* [WORK INSTRUCTION] Each line below must be printed exactly as it stands.

[Opening DATASET section]

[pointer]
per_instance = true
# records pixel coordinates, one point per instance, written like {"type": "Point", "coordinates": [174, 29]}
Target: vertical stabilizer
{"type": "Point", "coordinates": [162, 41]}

[Closing DATASET section]

* [ANSWER SPACE]
[pointer]
per_instance = true
# records pixel coordinates, one point per instance, written like {"type": "Point", "coordinates": [174, 29]}
Target: vertical stabilizer
{"type": "Point", "coordinates": [162, 41]}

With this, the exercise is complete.